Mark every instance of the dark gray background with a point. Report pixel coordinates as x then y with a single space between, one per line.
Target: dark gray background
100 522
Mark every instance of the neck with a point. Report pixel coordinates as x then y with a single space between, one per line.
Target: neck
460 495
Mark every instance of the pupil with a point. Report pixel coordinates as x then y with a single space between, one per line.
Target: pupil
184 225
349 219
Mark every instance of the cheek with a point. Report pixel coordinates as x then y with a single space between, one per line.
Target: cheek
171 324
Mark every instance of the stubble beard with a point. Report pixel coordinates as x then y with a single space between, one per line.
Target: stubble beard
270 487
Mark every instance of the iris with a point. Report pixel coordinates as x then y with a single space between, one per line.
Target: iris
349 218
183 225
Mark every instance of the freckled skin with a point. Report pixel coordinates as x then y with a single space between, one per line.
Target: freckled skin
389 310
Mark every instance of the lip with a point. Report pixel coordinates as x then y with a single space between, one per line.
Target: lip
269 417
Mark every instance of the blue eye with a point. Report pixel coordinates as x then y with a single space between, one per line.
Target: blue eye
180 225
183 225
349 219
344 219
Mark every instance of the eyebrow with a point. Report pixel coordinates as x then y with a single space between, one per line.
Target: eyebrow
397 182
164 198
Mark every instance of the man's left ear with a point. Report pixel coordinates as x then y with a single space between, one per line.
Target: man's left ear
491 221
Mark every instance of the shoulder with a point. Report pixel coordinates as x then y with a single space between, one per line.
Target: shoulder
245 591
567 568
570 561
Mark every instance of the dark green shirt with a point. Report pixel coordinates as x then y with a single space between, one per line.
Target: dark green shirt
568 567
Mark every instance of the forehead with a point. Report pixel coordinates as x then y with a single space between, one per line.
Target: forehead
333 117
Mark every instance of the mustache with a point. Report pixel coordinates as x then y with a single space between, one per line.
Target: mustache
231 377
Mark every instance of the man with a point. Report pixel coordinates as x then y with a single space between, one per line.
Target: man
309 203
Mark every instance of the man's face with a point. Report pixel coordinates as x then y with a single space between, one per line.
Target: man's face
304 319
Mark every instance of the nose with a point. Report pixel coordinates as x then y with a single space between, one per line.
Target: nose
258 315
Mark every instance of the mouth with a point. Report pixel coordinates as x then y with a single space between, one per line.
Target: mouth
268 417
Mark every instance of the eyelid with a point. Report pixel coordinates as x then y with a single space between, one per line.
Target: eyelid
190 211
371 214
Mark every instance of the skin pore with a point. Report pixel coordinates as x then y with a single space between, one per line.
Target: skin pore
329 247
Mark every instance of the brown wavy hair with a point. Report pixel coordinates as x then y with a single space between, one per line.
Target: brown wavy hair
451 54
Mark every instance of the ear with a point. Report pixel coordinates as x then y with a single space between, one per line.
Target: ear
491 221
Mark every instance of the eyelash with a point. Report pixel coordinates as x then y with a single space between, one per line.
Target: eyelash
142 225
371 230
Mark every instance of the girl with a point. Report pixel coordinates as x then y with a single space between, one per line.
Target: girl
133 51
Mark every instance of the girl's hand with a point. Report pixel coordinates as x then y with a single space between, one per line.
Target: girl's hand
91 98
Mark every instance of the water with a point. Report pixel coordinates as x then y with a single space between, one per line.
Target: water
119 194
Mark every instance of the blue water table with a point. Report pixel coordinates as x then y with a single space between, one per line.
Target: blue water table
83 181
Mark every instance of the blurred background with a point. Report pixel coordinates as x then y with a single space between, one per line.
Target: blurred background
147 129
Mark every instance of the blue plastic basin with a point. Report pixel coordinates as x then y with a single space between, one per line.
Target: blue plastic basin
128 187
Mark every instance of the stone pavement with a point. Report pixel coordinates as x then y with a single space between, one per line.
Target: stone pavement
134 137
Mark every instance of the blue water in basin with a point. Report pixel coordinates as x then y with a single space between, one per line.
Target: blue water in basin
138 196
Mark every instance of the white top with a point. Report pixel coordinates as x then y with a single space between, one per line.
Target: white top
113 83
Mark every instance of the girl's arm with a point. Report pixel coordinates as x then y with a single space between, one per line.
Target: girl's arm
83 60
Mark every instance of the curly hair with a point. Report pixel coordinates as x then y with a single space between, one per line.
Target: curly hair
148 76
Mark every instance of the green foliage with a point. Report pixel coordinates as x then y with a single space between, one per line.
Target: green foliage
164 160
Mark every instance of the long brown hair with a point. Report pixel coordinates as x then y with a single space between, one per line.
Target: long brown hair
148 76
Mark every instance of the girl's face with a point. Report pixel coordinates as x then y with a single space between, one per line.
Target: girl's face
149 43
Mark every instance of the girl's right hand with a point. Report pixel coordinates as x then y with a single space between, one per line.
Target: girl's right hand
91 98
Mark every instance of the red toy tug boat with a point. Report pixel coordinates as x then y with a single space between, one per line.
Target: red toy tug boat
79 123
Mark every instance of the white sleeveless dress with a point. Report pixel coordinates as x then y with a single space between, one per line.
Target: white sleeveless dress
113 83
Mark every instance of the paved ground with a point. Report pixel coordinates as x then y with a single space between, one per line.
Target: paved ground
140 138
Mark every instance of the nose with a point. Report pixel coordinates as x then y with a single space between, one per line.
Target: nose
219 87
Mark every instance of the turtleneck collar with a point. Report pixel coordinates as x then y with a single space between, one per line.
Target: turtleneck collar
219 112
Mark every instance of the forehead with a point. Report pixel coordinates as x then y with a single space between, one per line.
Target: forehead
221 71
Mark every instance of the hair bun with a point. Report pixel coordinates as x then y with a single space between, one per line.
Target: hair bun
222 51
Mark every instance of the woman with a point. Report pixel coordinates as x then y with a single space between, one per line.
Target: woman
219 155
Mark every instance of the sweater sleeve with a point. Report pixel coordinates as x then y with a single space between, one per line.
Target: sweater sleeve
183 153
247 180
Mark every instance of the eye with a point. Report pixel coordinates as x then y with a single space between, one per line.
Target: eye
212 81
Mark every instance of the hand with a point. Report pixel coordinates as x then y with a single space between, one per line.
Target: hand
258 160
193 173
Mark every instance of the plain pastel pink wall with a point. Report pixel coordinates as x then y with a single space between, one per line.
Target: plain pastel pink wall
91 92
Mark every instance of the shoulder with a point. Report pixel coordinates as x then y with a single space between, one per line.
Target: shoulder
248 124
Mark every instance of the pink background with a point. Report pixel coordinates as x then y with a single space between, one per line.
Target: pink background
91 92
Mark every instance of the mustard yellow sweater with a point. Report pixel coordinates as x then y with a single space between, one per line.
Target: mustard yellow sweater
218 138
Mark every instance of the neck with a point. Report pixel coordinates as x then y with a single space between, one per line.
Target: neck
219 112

▶ **Exercise brief**: Return each entry from the material above exactly as it appears.

▶ **Task solution**:
Mark every instance of the dark gray background with a point. Report pixel coordinates as x then y with a single space between, one per line.
Target: dark gray background
100 522
Mark every instance of the neck with a point. Report pixel coordinates as x then y with a single space between, one per line.
Target: neck
460 495
Mark every instance of the pupil with a point. Report pixel coordinates as x then y with a single space between, one per line.
Target: pupil
184 225
349 219
Mark every instance of the cheek with a point. Report pixel coordinates as x then y with a single space between, one per line.
Target: cheek
171 324
Mark every instance of the stubble beard with a point. Report pixel coordinates as x then y with a single space between, one per line.
Target: stubble beard
270 487
Mark every instance of the iris with a point. Report pixel coordinates as x then y with a single space between, one per line.
Target: iris
349 218
183 225
Mark every instance of the freckled skin with a point. Report pixel coordinates as x then y with a single space between, one per line.
Target: freckled skin
389 310
Mark every instance of the lip with a point. Report pixel coordinates as x then y with a single space between, one per line.
Target: lip
269 417
Mark every instance of the blue eye with a point. Report pixel coordinates as x then y with a single space between, one per line.
Target: blue eye
180 225
183 225
349 219
344 219
Mark every instance of the eyebrow with a point. Report pixel coordinates as x then y with a single space between, one per line.
Target: eyebrow
397 182
164 198
Mark every instance of the man's left ear with a point. Report pixel coordinates as x then y with a single space between, one per line.
Target: man's left ear
491 221
Mark every instance of the shoulder with a point. Report pixel coordinates as x then y with a single space between, one per line.
Target: shoulder
245 591
567 568
570 561
Mark every instance of the dark green shirt with a point. Report pixel coordinates as x then y with a single space between, one per line.
Target: dark green shirt
568 567
Mark every instance of the forehead with a point. Report pixel coordinates as x then y with a single space between, one per line.
Target: forehead
333 117
Mark every instance of the mustache with a point. Report pixel coordinates as x then y with a single space between, one per line.
Target: mustache
231 377
Mark every instance of the man with a point. Report pixel coordinates as x then y with a single space between, one per line.
Target: man
309 203
Mark every instance of the man's face with a point. Report pixel coordinates as x then y with a single space between, one per line.
Target: man's face
304 319
Mark every instance of the nose with a point. Report pixel coordinates as x then y with a single space between, one per line.
Target: nose
258 315
Mark every instance of the mouth with a point. Report pixel coordinates as x then y with a single space between, one per line.
Target: mouth
268 417
Mark every instance of the eyelid with a point. Report pixel coordinates as x then y with a single space between, one per line.
Target: eyelid
190 211
371 214
Mark every instance of the skin pore with a point. Report pixel coordinates as x then y with a single space between, one per line.
Target: skin pore
329 247
Mark every instance of the brown wavy hair with a point. Report pixel coordinates as x then y with a single space between, one per line.
Target: brown wavy hair
451 54
Mark every instance of the ear with a point. Report pixel coordinates as x then y with a single space between, one per line.
Target: ear
491 221
Mark every instance of the eyelash with a point. Report pixel coordinates as x then y with a single space between, one per line.
Target: eyelash
142 225
371 230
Mark every instance of the girl with a point. Report pixel coordinates as x then y with a single space between, one per line.
Target: girl
133 51
Mark every instance of the girl's hand with a point. Report pixel coordinates as x then y with a single space between, one per line.
Target: girl's hand
91 98
Mark every instance of the water with a point. Report pixel coordinates as x then y with a single space between, one per line.
Target: water
119 194
Mark every instance of the blue water table with a point. Report pixel coordinates as x then y with a single space between, one per line.
Target: blue water table
83 181
Mark every instance of the blurred background with a point. Report pixel coordinates as x then y with a single space between, one per line.
Target: blurred background
147 129
Mark every instance of the blue plastic basin with a point. Report pixel coordinates as x then y with a single space between, one per line.
Target: blue plastic basin
128 187
Mark every instance of the stone pavement with a point. Report pixel coordinates as x then y with a single space between, one per line.
Target: stone pavement
134 137
Mark every instance of the blue water in basin with a point. Report pixel coordinates as x then y with a single space between, one per line.
Target: blue water in basin
138 196
Mark every instance of the white top with a point. Report pixel coordinates as x then y with a single space between, one per line.
Target: white top
113 83
Mark every instance of the girl's arm with a point. Report pixel coordinates as x then y with a single space between, one per line.
Target: girl's arm
83 60
Mark every instance of the curly hair with a point. Report pixel coordinates as x then y with a single space between, one per line.
Target: curly hair
148 76
Mark every instance of the green foliage with a point. Report pixel coordinates as x then y with a single space between, one per line.
Target: green foliage
164 160
Mark every instance of the long brown hair with a point. Report pixel coordinates as x then y with a single space between, one per line.
Target: long brown hair
148 76
Mark every instance of the girl's face with a point. Report pixel coordinates as x then y with a single space between, one per line.
Target: girl's face
149 43
Mark every instance of the girl's right hand with a point. Report pixel coordinates as x then y with a single space between, one per line.
Target: girl's right hand
91 98
Mark every instance of the red toy tug boat with a point. Report pixel coordinates as x then y with a single space between, one per line.
Target: red toy tug boat
79 123
Mark every instance of the white sleeveless dress with a point. Report pixel coordinates as x then y with a single space between, one per line.
Target: white sleeveless dress
113 83
Mark every instance of the paved ground with a point. Report pixel coordinates as x then y with a single space between, one per line.
Target: paved ground
140 138
Mark every instance of the nose with a point. Report pixel coordinates as x then y with a single space between, one per line.
Target: nose
219 87
Mark every instance of the turtleneck collar with a point. Report pixel coordinates as x then y with a single space between, one per line.
Target: turtleneck collar
219 112
Mark every instance of the forehead with a point. Report pixel coordinates as x then y with a single space between, one per line.
Target: forehead
221 71
Mark every instance of the hair bun with a point. Report pixel coordinates as x then y with a single space between, one per line.
Target: hair bun
222 51
Mark every instance of the woman with a point. Report pixel coordinates as x then y with a single space between, one per line.
Target: woman
219 155
Mark every instance of the sweater sleeve with a point. Report pixel coordinates as x then y with a single space between, one per line.
Target: sweater sleeve
183 153
247 180
Mark every instance of the eye with a point. Report pixel coordinates as x then y with a single space between, one per line.
Target: eye
212 81
Mark every instance of the hand with a point. Report pixel coordinates as x then y with a single space between, one per line.
Target: hand
258 160
193 173
Mark every instance of the plain pastel pink wall with a point. Report pixel coordinates as x then y with a single space between, one per line.
Target: plain pastel pink wall
91 92
Mark every instance of the shoulder with a point. Report pixel coordinates as x then y with a single space between, one per line.
Target: shoulder
248 124
Mark every instance of the pink background with a point. Report pixel coordinates as x then y with a single space between, one per line.
Target: pink background
91 92
Mark every instance of the mustard yellow sweater with a point. Report pixel coordinates as x then y with a single space between, one per line.
Target: mustard yellow sweater
218 138
Mark every instance of the neck with a point. Report pixel coordinates as x then y with a single space between, one per line.
Target: neck
219 112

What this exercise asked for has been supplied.